Things My Father Taught Me

Brittany Stark Watson

“You can’t carry a tune in a bucket,” he says to me while driving with the window cracked. A cool stream of thick white smoke glides from the tip of his cigarette and meets the fresh air outside. My father taught me so many things in this lifetime and some of them are useful. I meet a challenge when considering what might be the most important thing I learned from him.

It was the skill of changing the tires on wheels. Hours were spent in the driveway with tools in my hand manipulating the rubber, directed by the drunken bearded man sitting on the tailgate. I would always change the oil, too. When he points, he does not use his finger, rather a beer-can-gripped hand. He gracefully moves without a tumble, the contents only ever carefully deposited between his mustache caged lips.

Now that I think of it, it may have been when he taught me how to drive. There’s no telling how long it would’ve taken me to get the hang of reverse if I hadn’t been screamed at while performing the task. “Get the hell out of the car, my family can all drive well, get it together.” It also could’ve possibly been the most important lesson of all when he taught me to drive in the rain. What started as a drive to buy a case of Keystone turned into a thunder and lightning cruise down the highway out of town. Rain hit the windshield and my hands were shaky. I couldn’t see a thing between the downpour and constant blinding lights of the cars meeting our path. A can cracks open when he voices, “Always keep your eyes on the white shoulder line, helps keep you on the road when they’re coming at you.” I still use that one today.

“Fat girls don’t win beauty pageants.” You can imagine why this stuck with me. “Girls from our town don’t win pageants in that town.” Two gems of wisdom imparted on me in the same year that a girl my size won fair queen…and a girl from our town won in that town.

I always learned about medication and doctors. Doctors who “fired” my dad as a client would come around once a year or so. “They don’t know what they’re talking about. They all just want me to lose weight. Nobody is helping me.” I also learned that sometimes doctors tell you to ingest pain medications through your nose, “because the doctor said my stomach is used to them and it doesn’t help me unless I take them like this.”

He taught me to play chess, and he taught me to do laundry. He explained as he built engines, piece by piece. He had to do nothing alone. I was there, watching and listening. Clinging onto every life lesson.

........

#### PROBLEMS TO SOLVE
1. Based on the essay "Things My Father Taught Me," do these statements agree with the text? Answer yes or no for each and quote the words that decide it.
(a) Besides changing tires, the narrator also changed the oil.
(b) The narrator no longer uses the advice about watching the white shoulder line.
(c) The father taught the narrator to play chess.
2. Summarize the essay "Things My Father Taught Me" in two sentences.

#### INPUT DATA
........

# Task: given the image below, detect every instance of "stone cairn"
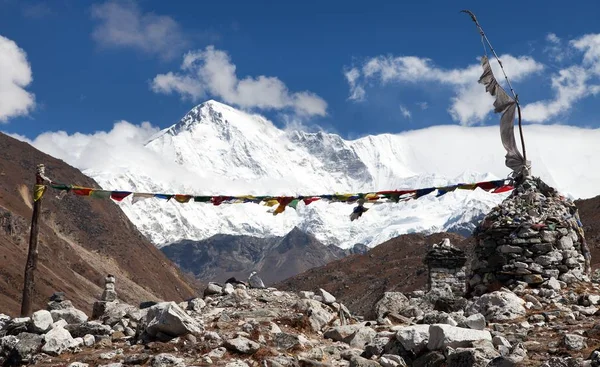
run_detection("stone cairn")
[423,238,467,297]
[92,274,118,319]
[102,274,117,302]
[469,177,590,294]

........

#### ANSWERS BY ITEM NUMBER
1.
(a) Yes: "I would always change the oil, too."
(b) No: "I still use that one today."
(c) Yes: "He taught me to play chess"

2. The narrator recalls the many things the father taught, some of them useful, such as changing tires and oil, driving in reverse, and keeping eyes on the white shoulder line when driving in the rain. The father also claimed that fat girls and girls from their town don't win pageants, though that same year a girl the narrator's size and a girl from their town both won; he also taught about doctors and medications, chess, laundry and building engines, while the narrator was always there watching and listening.